+++ Records provided +++

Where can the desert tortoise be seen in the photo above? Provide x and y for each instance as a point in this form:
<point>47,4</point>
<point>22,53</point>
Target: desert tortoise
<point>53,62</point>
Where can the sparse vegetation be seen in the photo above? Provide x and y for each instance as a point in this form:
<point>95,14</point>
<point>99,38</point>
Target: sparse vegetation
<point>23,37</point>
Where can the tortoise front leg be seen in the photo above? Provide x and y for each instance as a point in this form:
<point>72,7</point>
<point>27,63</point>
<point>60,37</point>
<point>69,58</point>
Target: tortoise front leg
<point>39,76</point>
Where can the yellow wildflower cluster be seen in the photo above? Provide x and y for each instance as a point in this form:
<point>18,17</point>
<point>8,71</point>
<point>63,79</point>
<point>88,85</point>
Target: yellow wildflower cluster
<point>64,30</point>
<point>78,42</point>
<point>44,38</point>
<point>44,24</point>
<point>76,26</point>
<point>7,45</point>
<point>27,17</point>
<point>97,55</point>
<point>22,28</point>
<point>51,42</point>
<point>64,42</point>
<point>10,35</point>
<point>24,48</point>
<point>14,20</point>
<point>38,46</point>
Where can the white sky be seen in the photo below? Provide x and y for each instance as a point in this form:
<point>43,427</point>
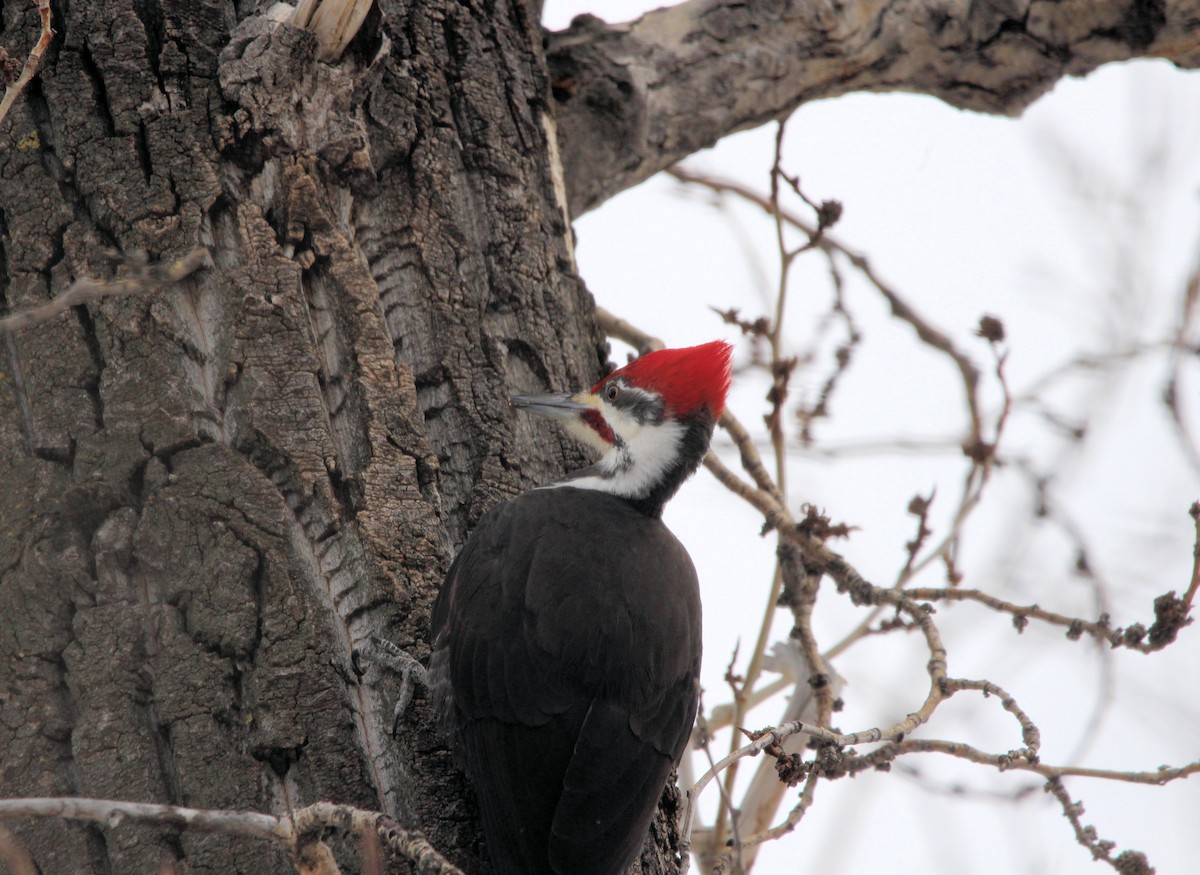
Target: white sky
<point>1032,221</point>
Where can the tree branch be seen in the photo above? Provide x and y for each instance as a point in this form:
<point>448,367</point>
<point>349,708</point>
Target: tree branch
<point>634,99</point>
<point>299,833</point>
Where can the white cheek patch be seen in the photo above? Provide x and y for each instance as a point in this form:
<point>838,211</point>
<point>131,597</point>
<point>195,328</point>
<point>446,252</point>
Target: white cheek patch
<point>634,466</point>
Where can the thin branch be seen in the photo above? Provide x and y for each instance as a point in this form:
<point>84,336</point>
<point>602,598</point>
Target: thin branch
<point>31,63</point>
<point>144,277</point>
<point>297,832</point>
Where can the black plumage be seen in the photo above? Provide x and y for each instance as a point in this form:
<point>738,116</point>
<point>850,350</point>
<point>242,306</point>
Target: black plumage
<point>567,645</point>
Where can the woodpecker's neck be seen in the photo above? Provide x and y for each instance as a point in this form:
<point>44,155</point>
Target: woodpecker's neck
<point>648,469</point>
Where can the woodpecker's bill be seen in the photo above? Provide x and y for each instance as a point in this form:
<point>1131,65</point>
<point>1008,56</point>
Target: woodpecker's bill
<point>567,635</point>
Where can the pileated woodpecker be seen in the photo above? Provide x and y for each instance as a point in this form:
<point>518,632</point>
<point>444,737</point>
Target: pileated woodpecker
<point>567,635</point>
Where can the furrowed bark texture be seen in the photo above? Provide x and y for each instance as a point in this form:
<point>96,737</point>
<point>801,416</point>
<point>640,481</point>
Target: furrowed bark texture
<point>635,99</point>
<point>210,496</point>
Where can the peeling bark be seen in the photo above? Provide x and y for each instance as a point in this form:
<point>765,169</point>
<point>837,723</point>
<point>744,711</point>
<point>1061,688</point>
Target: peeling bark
<point>210,496</point>
<point>634,99</point>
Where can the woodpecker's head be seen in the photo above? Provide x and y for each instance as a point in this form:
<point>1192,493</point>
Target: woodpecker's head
<point>652,421</point>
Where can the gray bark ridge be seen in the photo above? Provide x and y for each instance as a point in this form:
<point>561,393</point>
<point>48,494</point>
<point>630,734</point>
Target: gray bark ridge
<point>634,99</point>
<point>209,497</point>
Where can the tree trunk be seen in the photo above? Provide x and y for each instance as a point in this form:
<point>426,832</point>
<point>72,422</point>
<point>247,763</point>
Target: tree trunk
<point>213,495</point>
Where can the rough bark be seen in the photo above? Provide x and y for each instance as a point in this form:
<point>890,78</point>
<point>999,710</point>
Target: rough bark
<point>635,99</point>
<point>211,496</point>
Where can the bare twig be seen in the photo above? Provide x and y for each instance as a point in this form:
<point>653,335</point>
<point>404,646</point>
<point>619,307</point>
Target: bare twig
<point>143,277</point>
<point>35,58</point>
<point>299,833</point>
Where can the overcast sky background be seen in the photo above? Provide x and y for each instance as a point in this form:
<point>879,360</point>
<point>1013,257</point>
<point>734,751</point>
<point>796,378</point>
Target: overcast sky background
<point>1077,226</point>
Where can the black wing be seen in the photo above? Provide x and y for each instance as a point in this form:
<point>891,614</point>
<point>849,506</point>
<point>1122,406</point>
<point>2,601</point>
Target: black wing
<point>567,658</point>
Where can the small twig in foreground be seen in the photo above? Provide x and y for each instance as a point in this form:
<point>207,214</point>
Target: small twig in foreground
<point>299,833</point>
<point>35,58</point>
<point>144,276</point>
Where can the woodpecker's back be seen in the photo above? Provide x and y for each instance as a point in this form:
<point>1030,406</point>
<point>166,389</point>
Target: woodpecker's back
<point>567,637</point>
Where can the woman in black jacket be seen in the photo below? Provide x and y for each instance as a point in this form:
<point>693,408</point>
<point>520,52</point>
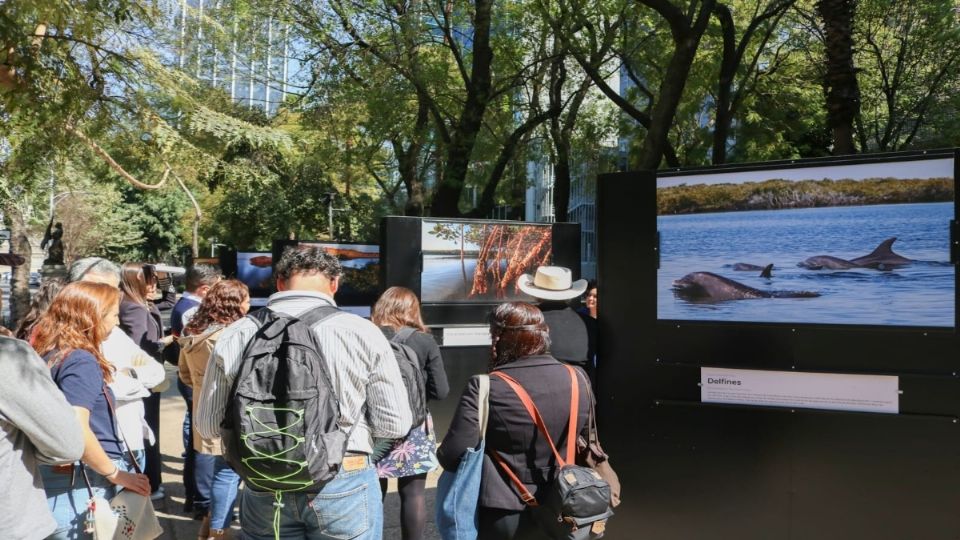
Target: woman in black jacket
<point>411,458</point>
<point>520,349</point>
<point>140,319</point>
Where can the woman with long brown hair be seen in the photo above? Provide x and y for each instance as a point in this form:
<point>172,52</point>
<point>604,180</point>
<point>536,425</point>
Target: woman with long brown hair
<point>68,337</point>
<point>397,313</point>
<point>140,319</point>
<point>520,345</point>
<point>224,303</point>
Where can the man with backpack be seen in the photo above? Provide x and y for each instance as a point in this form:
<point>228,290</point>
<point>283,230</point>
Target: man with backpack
<point>298,391</point>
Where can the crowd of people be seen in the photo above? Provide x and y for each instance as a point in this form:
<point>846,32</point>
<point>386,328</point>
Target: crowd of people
<point>80,392</point>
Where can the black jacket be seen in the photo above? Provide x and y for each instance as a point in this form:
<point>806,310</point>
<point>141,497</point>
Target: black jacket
<point>511,431</point>
<point>431,363</point>
<point>144,325</point>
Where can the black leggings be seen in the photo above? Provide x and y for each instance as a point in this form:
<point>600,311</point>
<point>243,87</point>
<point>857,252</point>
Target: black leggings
<point>413,506</point>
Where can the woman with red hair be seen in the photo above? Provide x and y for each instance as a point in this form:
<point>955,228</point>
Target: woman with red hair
<point>226,302</point>
<point>68,337</point>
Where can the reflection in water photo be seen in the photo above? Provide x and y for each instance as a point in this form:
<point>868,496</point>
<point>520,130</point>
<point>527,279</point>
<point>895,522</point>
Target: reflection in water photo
<point>480,262</point>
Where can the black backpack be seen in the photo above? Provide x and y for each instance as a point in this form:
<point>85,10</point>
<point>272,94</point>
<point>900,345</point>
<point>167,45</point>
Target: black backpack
<point>412,375</point>
<point>281,431</point>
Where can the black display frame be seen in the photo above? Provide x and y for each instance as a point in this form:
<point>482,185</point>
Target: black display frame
<point>753,472</point>
<point>230,267</point>
<point>806,327</point>
<point>403,266</point>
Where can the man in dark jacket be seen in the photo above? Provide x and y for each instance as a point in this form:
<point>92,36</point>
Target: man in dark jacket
<point>199,279</point>
<point>571,336</point>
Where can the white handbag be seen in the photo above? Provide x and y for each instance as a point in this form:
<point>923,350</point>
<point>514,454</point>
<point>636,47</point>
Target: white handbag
<point>128,516</point>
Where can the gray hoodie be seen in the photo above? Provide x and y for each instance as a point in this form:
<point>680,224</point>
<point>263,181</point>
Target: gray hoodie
<point>36,424</point>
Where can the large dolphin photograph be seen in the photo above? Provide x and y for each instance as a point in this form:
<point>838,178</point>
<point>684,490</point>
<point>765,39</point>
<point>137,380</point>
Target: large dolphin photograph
<point>850,244</point>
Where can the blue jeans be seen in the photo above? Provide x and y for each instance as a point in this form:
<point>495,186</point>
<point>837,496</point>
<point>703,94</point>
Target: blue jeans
<point>203,478</point>
<point>191,493</point>
<point>223,494</point>
<point>141,456</point>
<point>67,498</point>
<point>348,507</point>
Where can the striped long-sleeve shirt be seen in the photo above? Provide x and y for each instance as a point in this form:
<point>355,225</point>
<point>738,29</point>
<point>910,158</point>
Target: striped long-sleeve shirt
<point>364,370</point>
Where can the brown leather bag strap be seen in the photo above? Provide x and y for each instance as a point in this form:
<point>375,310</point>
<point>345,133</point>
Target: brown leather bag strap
<point>574,410</point>
<point>525,494</point>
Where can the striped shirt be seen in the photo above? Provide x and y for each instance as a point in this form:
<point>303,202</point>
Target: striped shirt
<point>363,368</point>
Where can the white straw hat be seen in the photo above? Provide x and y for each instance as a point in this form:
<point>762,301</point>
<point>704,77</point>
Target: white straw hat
<point>552,283</point>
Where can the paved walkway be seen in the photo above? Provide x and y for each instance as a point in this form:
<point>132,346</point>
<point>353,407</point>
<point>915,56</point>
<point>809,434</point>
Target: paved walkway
<point>180,526</point>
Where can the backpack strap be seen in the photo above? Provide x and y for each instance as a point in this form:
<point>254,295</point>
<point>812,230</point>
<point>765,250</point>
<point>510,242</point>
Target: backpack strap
<point>320,313</point>
<point>403,335</point>
<point>534,413</point>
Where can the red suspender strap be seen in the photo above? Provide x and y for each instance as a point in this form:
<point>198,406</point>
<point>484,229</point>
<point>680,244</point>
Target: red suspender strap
<point>574,410</point>
<point>534,413</point>
<point>525,494</point>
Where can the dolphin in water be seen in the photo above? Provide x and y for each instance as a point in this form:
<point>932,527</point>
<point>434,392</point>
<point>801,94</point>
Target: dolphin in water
<point>709,287</point>
<point>883,257</point>
<point>827,261</point>
<point>765,271</point>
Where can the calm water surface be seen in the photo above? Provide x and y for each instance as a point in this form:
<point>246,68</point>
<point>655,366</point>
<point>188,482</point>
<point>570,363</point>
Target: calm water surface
<point>920,294</point>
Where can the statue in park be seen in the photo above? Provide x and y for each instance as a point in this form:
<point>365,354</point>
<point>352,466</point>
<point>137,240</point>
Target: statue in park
<point>53,239</point>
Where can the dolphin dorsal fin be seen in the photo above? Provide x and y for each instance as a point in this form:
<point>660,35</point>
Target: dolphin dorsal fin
<point>885,247</point>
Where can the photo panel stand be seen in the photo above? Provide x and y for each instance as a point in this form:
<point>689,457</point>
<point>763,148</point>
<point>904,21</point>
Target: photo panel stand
<point>461,325</point>
<point>753,471</point>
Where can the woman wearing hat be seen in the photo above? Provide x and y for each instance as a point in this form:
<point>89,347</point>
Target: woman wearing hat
<point>571,335</point>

+++

What you need to do –
Scale the lines from the line with "Where can the white cheek" to the line with "<point>297,832</point>", both included, and write them all out again, requests and their sample points unchanged. Multiply each answer coordinate by 1.2 and round it to a whole number, with halves rounded up.

The solution –
Where can the white cheek patch be seen in the photo above? Provide x and y for each instance as a point in this form:
<point>838,211</point>
<point>131,597</point>
<point>195,328</point>
<point>446,252</point>
Target: white cheek patch
<point>761,559</point>
Where can the thin branch be seen in the photo above? Provide x and y for each instance as a point in this form:
<point>84,336</point>
<point>602,598</point>
Target: thin branch
<point>37,76</point>
<point>173,332</point>
<point>356,998</point>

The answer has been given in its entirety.